Begin GIVEN PASSAGE

More 3 years in jail for Kurdish politician Leyla Zana
Kurdish politician Leyla Zana, a former Nobel Peace Prize nominee and Sakharov Prize recipient, was sentenced to three years in prison by a Turkish court on last Thursday, the latest in a sequence of convictions against her for scattering terrorist propaganda in two demonstrations: a Kurdish political congress and a protest meeting in 2008.
Leyla Zana was convicted by the court in the southeastern Kurdish city of Diyarbakir for speeches she made where she has expressed that the PKK and its jailed leader are "as important for the Kurdish people as the brain and the soul are for a human being."
Leyla Zana won a seat in the Turkish Parliament in 1991, as the first Kurdish woman ever to be elected. Her decision to deliver the pledge in Kurdish led to a 15 years sentence of which she served 10. She was released in 2004 due to huge international pressure. Zana following a GUE/NGL request come to the European Parliament last February.

End GIVEN PASSAGE
Begin DATASET EXCERPTS

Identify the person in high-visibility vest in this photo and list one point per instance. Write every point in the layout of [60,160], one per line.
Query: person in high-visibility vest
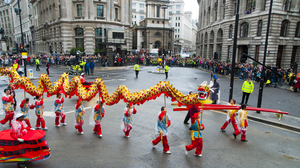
[16,66]
[136,68]
[37,63]
[247,89]
[166,71]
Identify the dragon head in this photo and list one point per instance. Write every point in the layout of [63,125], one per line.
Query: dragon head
[204,90]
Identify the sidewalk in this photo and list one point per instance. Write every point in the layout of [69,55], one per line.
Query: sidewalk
[287,121]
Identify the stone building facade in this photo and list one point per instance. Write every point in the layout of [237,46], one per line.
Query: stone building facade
[216,30]
[151,30]
[59,25]
[7,24]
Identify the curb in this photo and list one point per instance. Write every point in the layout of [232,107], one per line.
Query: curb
[284,126]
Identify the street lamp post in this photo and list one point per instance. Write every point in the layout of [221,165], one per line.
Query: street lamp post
[261,84]
[164,7]
[234,48]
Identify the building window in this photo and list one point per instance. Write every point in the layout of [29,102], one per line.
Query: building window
[99,32]
[79,32]
[286,5]
[116,13]
[298,30]
[284,26]
[257,52]
[259,28]
[244,30]
[157,34]
[79,10]
[230,31]
[250,6]
[117,35]
[100,10]
[79,43]
[229,53]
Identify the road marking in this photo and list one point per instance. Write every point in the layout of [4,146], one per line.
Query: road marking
[50,113]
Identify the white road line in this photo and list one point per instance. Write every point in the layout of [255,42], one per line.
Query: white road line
[49,113]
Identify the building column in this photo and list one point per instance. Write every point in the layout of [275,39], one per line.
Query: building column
[219,10]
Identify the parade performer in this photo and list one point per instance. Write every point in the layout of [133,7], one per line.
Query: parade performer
[230,118]
[19,127]
[196,135]
[127,119]
[79,116]
[39,112]
[8,107]
[96,117]
[163,124]
[58,109]
[243,123]
[136,68]
[25,106]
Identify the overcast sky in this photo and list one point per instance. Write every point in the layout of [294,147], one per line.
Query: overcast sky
[192,5]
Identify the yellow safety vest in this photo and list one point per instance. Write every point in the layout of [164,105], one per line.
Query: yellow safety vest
[248,87]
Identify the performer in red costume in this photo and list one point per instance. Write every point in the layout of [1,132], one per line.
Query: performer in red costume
[127,119]
[59,112]
[39,112]
[19,128]
[79,112]
[230,118]
[96,117]
[25,106]
[243,123]
[163,124]
[8,107]
[196,135]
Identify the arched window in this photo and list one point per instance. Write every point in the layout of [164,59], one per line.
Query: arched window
[230,31]
[297,34]
[284,26]
[259,28]
[157,34]
[79,32]
[244,29]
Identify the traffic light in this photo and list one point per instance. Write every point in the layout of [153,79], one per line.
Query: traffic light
[244,58]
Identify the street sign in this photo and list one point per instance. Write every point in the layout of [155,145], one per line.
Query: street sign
[24,55]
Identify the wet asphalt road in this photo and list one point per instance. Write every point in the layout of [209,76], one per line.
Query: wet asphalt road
[267,146]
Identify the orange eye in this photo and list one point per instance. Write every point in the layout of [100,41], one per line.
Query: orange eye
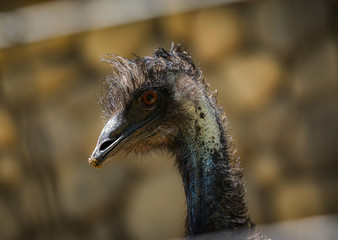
[149,98]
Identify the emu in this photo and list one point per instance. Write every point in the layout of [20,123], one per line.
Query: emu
[163,102]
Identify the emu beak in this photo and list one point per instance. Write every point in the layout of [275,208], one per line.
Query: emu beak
[107,145]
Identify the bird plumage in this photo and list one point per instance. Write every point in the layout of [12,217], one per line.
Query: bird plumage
[185,120]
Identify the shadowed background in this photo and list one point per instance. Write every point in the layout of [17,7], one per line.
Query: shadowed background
[274,64]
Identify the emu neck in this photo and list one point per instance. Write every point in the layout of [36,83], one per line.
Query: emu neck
[213,185]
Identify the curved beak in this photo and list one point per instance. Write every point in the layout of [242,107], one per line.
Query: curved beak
[119,129]
[112,134]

End DATASET EXCERPTS

- _OBJECTIVE_
From the article on Leyla Zana's sentencing, extract word for word the part that opens with the words containing "More 3 years" and closes with "meeting in 2008.".

- _FINISHED TASK_
More 3 years in jail for Kurdish politician Leyla Zana
Kurdish politician Leyla Zana, a former Nobel Peace Prize nominee and Sakharov Prize recipient, was sentenced to three years in prison by a Turkish court on last Thursday, the latest in a sequence of convictions against her for scattering terrorist propaganda in two demonstrations: a Kurdish political congress and a protest meeting in 2008.